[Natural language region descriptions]
————

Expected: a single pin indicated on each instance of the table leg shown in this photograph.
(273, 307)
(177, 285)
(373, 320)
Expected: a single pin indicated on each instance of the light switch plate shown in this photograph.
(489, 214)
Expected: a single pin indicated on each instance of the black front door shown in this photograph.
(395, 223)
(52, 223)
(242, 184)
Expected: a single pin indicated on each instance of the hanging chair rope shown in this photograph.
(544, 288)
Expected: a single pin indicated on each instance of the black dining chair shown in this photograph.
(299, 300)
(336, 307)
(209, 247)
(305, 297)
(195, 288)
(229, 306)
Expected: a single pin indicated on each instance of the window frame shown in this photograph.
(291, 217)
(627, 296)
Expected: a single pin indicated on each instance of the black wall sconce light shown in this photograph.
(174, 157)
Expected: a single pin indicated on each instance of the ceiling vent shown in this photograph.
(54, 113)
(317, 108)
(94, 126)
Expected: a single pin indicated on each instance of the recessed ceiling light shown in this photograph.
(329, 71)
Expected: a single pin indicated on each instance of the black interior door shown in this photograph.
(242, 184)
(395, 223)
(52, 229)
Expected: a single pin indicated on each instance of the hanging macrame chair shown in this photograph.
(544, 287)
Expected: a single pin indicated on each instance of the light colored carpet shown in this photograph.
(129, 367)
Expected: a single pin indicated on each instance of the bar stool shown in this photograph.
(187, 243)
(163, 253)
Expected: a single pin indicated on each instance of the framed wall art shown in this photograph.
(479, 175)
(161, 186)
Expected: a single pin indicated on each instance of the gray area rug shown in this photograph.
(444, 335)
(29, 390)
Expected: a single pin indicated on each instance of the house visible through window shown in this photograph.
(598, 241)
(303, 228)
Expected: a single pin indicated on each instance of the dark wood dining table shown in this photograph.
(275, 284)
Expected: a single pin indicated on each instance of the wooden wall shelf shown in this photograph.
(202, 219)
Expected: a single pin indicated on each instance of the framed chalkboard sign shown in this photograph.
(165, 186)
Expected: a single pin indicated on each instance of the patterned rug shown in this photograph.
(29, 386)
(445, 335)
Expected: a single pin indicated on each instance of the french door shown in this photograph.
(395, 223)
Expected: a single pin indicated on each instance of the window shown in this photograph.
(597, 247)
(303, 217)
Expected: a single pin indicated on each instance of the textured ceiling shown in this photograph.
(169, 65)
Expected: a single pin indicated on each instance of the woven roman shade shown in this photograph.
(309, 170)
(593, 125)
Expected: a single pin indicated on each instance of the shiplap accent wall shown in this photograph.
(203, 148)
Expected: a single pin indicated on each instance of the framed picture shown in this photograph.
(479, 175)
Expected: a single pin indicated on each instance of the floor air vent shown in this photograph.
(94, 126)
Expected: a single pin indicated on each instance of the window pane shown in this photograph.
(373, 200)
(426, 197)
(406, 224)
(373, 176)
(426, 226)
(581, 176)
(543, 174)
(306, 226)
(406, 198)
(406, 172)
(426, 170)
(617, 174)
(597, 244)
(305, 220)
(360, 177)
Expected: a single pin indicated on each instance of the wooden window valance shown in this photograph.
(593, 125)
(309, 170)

————

**Work order:**
Output every record verbatim.

**Your solution:**
Expected: a single pin indicated on each instance of the table leg shown in this photograph.
(273, 307)
(177, 285)
(373, 320)
Expected: a single pin indicated on each instance of the light switch plate shown in this photograph.
(489, 214)
Expected: a single pin indicated on each instance of the black front door shown in this photograph.
(395, 223)
(52, 223)
(242, 184)
Expected: a single pin indicated on each instance of the hanging chair rope shown in this photograph.
(544, 288)
Expected: a single pin indicated on each instance of the black dining chair shown in this photograph.
(299, 300)
(336, 307)
(209, 247)
(305, 297)
(195, 288)
(229, 306)
Expected: a single pin indicated on each instance of the window frame shown in this photograph.
(291, 217)
(627, 296)
Expected: a single pin indicated on each instance of the black wall sconce light shown in this photograph.
(174, 157)
Expected: a single pin indicated on each instance of the ceiling vent shown in this photograph.
(54, 113)
(317, 108)
(94, 126)
Expected: a single pin indicated on each instance of the recessed ceiling light shown in this photograph.
(329, 71)
Expected: a single pin indicated on each instance of the black interior door shown in this photograph.
(242, 184)
(395, 223)
(52, 229)
Expected: a single pin indicated on each instance of the hanging macrame chair shown in this photograph.
(544, 287)
Expected: a single pin indicated on each instance of the light colored carpet shown in this photograph.
(129, 367)
Expected: a single pin indicated on each instance of the bar stool shown in this photograph.
(187, 243)
(163, 253)
Expected: a single pin indicated on each instance of the framed wall art shown in this photograph.
(479, 175)
(161, 186)
Expected: a single pin indicated on each instance of the gray area rug shown in this photograph.
(444, 335)
(29, 390)
Expected: a single pin indicated on each instance of the house visible through window shown in this photograph.
(598, 241)
(303, 228)
Expected: a single pin indicated on each instance of the dark wood dining table shown in this photograph.
(275, 284)
Expected: a single pin indicated on each instance of the wooden wall shelf shown in this photograph.
(202, 219)
Expected: a single pin indicated on each instance of the framed chalkboard sign shown in this photograph.
(165, 186)
Expected: a single pin indicated on each instance of the patterned rug shown in this photograph.
(29, 386)
(445, 335)
Expected: a single pin indicated on each instance of the french door shown in this photograph.
(395, 223)
Expected: a single pin indicated on each instance of the window shown in this photograph.
(597, 247)
(303, 217)
Expected: a single pin indicated on each instance of the textured ceiling shown in this photograph.
(169, 65)
Expected: a single pin indicated on each instance of the woven roman shade shown in this photograph.
(309, 170)
(593, 125)
Expected: a single pin indicated on each instance of the shiplap accent wall shown in this photograph.
(203, 148)
Expected: a single pin indicated on each instance of the framed picture shown in this photograph.
(479, 175)
Expected: a single pin indicated on each instance of the floor air vent shown in this photograph.
(94, 126)
Expected: a single pin indicated on each instance of the window pane shown in this photograph.
(373, 200)
(426, 197)
(406, 224)
(373, 176)
(426, 226)
(581, 176)
(543, 174)
(306, 226)
(406, 198)
(406, 172)
(426, 170)
(617, 174)
(597, 244)
(305, 220)
(360, 177)
Expected: a single pin indicated on each instance of the wooden window valance shown in this photograph.
(593, 125)
(309, 170)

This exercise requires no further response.